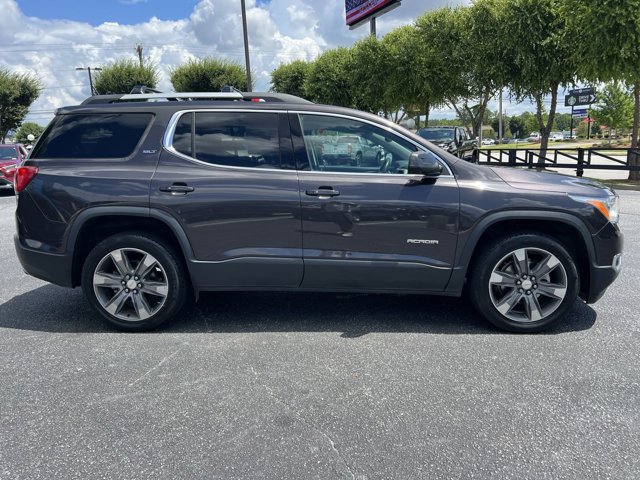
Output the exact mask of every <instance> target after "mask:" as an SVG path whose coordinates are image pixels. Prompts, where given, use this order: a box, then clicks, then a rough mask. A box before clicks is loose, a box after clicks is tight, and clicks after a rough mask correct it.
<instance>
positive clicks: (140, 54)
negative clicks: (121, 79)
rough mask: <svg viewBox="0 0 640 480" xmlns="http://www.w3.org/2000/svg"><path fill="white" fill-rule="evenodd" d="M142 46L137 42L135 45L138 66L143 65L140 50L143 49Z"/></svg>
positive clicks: (141, 67) (143, 65) (142, 46)
mask: <svg viewBox="0 0 640 480" xmlns="http://www.w3.org/2000/svg"><path fill="white" fill-rule="evenodd" d="M143 48H144V47H143V46H142V45H140V44H138V45H136V53H137V54H138V61H139V62H140V68H143V67H144V61H143V59H142V50H143Z"/></svg>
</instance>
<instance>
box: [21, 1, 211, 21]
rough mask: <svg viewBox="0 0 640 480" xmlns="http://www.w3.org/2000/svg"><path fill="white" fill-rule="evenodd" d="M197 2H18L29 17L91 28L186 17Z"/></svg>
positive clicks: (44, 1) (182, 1) (75, 1)
mask: <svg viewBox="0 0 640 480" xmlns="http://www.w3.org/2000/svg"><path fill="white" fill-rule="evenodd" d="M196 3H198V2H197V0H102V1H96V0H92V1H86V0H85V1H78V0H18V5H19V6H20V8H21V9H22V11H23V12H24V13H25V14H26V15H28V16H30V17H39V18H45V19H57V20H75V21H78V22H86V23H89V24H91V25H100V24H101V23H104V22H118V23H124V24H129V25H130V24H137V23H143V22H146V21H147V20H149V19H150V18H151V17H154V16H155V17H157V18H159V19H161V20H177V19H181V18H187V17H188V16H189V15H190V14H191V12H192V10H193V7H194V6H195V5H196Z"/></svg>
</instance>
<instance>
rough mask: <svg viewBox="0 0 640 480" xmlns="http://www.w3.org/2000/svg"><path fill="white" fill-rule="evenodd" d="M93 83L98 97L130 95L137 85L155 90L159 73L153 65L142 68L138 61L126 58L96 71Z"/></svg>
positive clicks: (142, 66) (112, 63) (117, 60)
mask: <svg viewBox="0 0 640 480" xmlns="http://www.w3.org/2000/svg"><path fill="white" fill-rule="evenodd" d="M93 83H94V87H95V90H96V93H97V94H98V95H109V94H119V93H130V92H131V90H132V89H133V87H135V86H136V85H144V86H146V87H150V88H155V87H156V85H157V84H158V71H157V69H156V67H155V66H153V65H151V66H140V64H139V63H138V62H137V61H135V60H133V59H131V58H124V59H121V60H116V61H115V62H113V63H112V64H110V65H108V66H106V67H103V69H102V70H101V71H96V73H95V79H94V82H93Z"/></svg>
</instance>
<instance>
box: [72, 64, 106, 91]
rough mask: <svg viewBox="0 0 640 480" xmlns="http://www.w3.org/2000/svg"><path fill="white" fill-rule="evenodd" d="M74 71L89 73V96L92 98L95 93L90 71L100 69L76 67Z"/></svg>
mask: <svg viewBox="0 0 640 480" xmlns="http://www.w3.org/2000/svg"><path fill="white" fill-rule="evenodd" d="M76 70H86V71H87V72H89V87H90V88H91V96H94V95H95V94H96V91H95V90H94V88H93V78H92V77H91V70H94V71H100V70H102V68H100V67H93V69H92V68H91V67H76Z"/></svg>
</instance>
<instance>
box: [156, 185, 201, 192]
mask: <svg viewBox="0 0 640 480" xmlns="http://www.w3.org/2000/svg"><path fill="white" fill-rule="evenodd" d="M194 190H195V188H193V187H189V186H188V185H185V184H180V183H174V184H173V185H171V186H169V187H160V191H161V192H166V193H170V194H171V195H186V194H187V193H189V192H193V191H194Z"/></svg>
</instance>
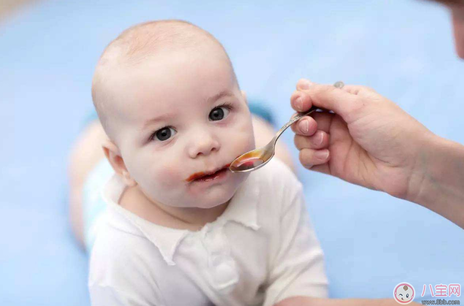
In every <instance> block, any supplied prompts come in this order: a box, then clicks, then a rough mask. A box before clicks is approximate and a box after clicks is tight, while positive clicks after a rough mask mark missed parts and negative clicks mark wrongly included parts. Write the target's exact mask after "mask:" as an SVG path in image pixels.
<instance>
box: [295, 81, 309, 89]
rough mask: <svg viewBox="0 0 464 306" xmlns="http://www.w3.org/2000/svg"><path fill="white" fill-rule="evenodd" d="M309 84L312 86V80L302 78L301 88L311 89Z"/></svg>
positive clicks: (303, 88) (304, 88) (298, 84)
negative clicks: (307, 79) (311, 85)
mask: <svg viewBox="0 0 464 306" xmlns="http://www.w3.org/2000/svg"><path fill="white" fill-rule="evenodd" d="M309 86H311V82H310V81H309V80H306V79H301V80H300V84H298V87H299V88H300V89H309Z"/></svg>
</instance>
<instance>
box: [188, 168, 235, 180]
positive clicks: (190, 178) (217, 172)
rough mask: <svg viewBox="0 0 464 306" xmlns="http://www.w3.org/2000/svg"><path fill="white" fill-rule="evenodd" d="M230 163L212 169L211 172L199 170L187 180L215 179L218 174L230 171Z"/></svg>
mask: <svg viewBox="0 0 464 306" xmlns="http://www.w3.org/2000/svg"><path fill="white" fill-rule="evenodd" d="M229 166H230V164H227V165H225V166H224V167H222V168H220V169H217V170H214V171H210V172H197V173H194V174H192V175H191V176H189V177H188V178H187V179H186V181H187V182H193V181H206V180H209V179H214V178H215V177H217V176H218V175H220V174H222V173H223V172H226V171H229Z"/></svg>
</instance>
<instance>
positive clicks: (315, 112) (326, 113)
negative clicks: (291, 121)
mask: <svg viewBox="0 0 464 306" xmlns="http://www.w3.org/2000/svg"><path fill="white" fill-rule="evenodd" d="M334 116H335V114H331V113H327V112H315V113H312V114H311V115H309V116H305V117H303V118H301V119H300V120H299V121H298V122H296V123H294V124H292V126H291V129H292V131H293V132H295V133H296V134H298V135H304V136H311V135H314V133H315V132H316V131H317V130H322V131H324V132H326V133H328V132H329V130H330V124H331V122H332V119H333V117H334ZM306 120H308V121H309V123H308V124H309V131H308V132H307V133H306V132H305V126H302V124H303V122H304V121H306Z"/></svg>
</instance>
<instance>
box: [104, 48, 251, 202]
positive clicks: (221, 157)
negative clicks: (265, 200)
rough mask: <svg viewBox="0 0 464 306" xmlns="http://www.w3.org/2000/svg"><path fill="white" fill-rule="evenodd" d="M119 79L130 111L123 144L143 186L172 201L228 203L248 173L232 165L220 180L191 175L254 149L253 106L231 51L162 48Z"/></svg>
mask: <svg viewBox="0 0 464 306" xmlns="http://www.w3.org/2000/svg"><path fill="white" fill-rule="evenodd" d="M198 53H201V54H198ZM193 54H194V55H193ZM115 79H116V80H117V83H118V84H117V86H116V88H115V91H114V92H113V93H114V95H113V96H114V97H115V99H116V100H117V103H118V105H119V107H118V109H119V110H120V111H122V112H123V113H122V114H120V115H122V117H123V119H121V122H118V131H117V133H118V137H119V139H120V140H121V141H120V143H119V150H120V152H121V156H122V158H123V160H124V163H125V166H126V168H127V170H128V172H129V173H130V175H131V176H132V178H133V179H134V180H135V181H136V182H137V188H140V190H141V191H142V192H143V194H144V195H145V196H146V197H147V198H148V199H149V200H151V201H152V202H158V203H162V204H164V205H168V206H176V207H199V208H211V207H214V206H217V205H220V204H223V203H225V202H227V201H228V200H229V199H230V198H231V197H232V196H233V194H234V193H235V191H236V190H237V188H238V187H239V185H240V184H241V183H242V182H243V181H244V180H245V179H246V177H247V174H236V173H232V172H230V171H228V170H227V171H223V172H225V173H223V174H222V175H221V176H219V178H217V179H215V180H193V181H190V180H189V178H192V176H195V174H198V173H201V172H205V173H207V172H210V171H215V170H219V169H222V168H224V167H225V165H227V164H229V163H231V162H232V161H233V160H234V159H235V158H236V157H237V156H239V155H240V154H243V153H245V152H247V151H249V150H252V149H254V148H255V144H254V136H253V128H252V123H251V116H250V112H249V109H248V105H247V103H246V101H245V98H244V96H243V95H242V93H241V92H240V90H239V88H238V84H237V82H236V79H235V76H234V73H233V70H232V67H231V66H230V64H229V62H228V61H227V60H226V58H225V56H224V55H223V54H219V52H217V54H216V53H214V52H211V54H208V55H207V56H206V55H205V53H202V52H190V54H189V53H188V52H176V54H173V53H169V54H164V55H163V54H161V55H159V56H157V57H156V58H154V59H147V60H145V61H144V62H143V63H139V64H137V66H136V67H130V68H125V69H123V70H121V72H120V75H118V76H117V77H116V78H115ZM224 174H225V175H224Z"/></svg>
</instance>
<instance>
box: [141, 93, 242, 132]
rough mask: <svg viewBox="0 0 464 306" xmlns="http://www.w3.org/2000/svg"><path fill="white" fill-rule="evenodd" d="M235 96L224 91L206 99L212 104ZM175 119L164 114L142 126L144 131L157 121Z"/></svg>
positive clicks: (151, 120) (169, 116)
mask: <svg viewBox="0 0 464 306" xmlns="http://www.w3.org/2000/svg"><path fill="white" fill-rule="evenodd" d="M233 96H234V94H233V93H232V92H231V91H228V90H224V91H221V92H219V93H217V94H215V95H214V96H211V97H209V98H208V99H206V102H207V103H208V104H211V103H213V102H215V101H217V100H219V99H221V98H224V97H233ZM174 117H175V114H163V115H160V116H158V117H155V118H152V119H150V120H148V121H146V122H145V124H144V125H143V126H142V129H141V130H142V131H143V130H145V129H146V128H147V127H148V126H150V125H151V124H153V123H155V122H157V121H162V120H168V119H172V118H174Z"/></svg>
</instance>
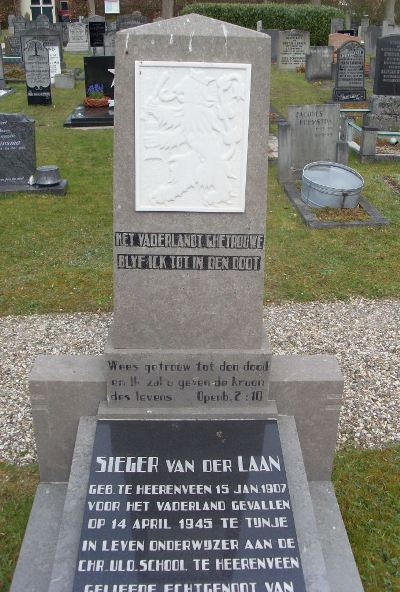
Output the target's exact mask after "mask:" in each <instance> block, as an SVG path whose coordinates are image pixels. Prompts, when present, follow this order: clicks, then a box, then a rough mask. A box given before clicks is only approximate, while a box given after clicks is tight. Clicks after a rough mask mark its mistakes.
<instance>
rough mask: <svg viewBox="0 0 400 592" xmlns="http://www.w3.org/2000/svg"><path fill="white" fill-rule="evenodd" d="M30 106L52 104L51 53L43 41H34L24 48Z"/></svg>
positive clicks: (25, 65) (32, 41)
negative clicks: (48, 51) (51, 94)
mask: <svg viewBox="0 0 400 592" xmlns="http://www.w3.org/2000/svg"><path fill="white" fill-rule="evenodd" d="M24 55H25V71H26V88H27V94H28V105H50V104H51V86H50V85H51V80H50V64H49V52H48V49H47V48H46V47H45V46H44V45H43V43H42V42H41V41H38V40H37V39H32V40H31V41H28V42H27V43H26V45H25V48H24Z"/></svg>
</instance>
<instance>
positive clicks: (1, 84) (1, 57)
mask: <svg viewBox="0 0 400 592" xmlns="http://www.w3.org/2000/svg"><path fill="white" fill-rule="evenodd" d="M6 88H7V87H6V81H5V79H4V66H3V50H2V48H1V45H0V90H4V89H6Z"/></svg>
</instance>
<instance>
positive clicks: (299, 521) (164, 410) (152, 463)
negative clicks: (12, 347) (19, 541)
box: [11, 14, 362, 592]
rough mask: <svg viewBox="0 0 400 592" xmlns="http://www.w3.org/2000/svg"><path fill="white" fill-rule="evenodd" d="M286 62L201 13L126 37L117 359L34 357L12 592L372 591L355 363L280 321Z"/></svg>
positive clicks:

**WHAT YOU ARE ASKED TO DO**
Please write out, exactly as they appear, the lines from the one containing "negative clicks: (48, 51) (51, 94)" through the last line of the records above, and nothing more.

**EXERCISE SOLUTION**
negative clicks: (48, 51) (51, 94)
mask: <svg viewBox="0 0 400 592" xmlns="http://www.w3.org/2000/svg"><path fill="white" fill-rule="evenodd" d="M24 55H25V71H26V88H27V94H28V105H50V104H51V86H50V85H51V80H50V64H49V52H48V49H47V48H46V47H45V46H44V45H43V43H42V42H41V41H38V40H37V39H32V40H31V41H28V42H27V43H26V45H25V48H24Z"/></svg>
</instance>
<instance>
positive clicks: (1, 84) (1, 57)
mask: <svg viewBox="0 0 400 592" xmlns="http://www.w3.org/2000/svg"><path fill="white" fill-rule="evenodd" d="M6 88H7V87H6V81H5V79H4V66H3V50H2V48H1V45H0V90H4V89H6Z"/></svg>
</instance>
<instance>
positive clicks: (299, 521) (164, 410) (152, 463)
negative clicks: (12, 347) (19, 541)
box: [11, 14, 362, 592]
rough mask: <svg viewBox="0 0 400 592" xmlns="http://www.w3.org/2000/svg"><path fill="white" fill-rule="evenodd" d="M286 62L201 13L126 37L117 359L34 357L12 592L372 591L355 363L280 321Z"/></svg>
positive clicks:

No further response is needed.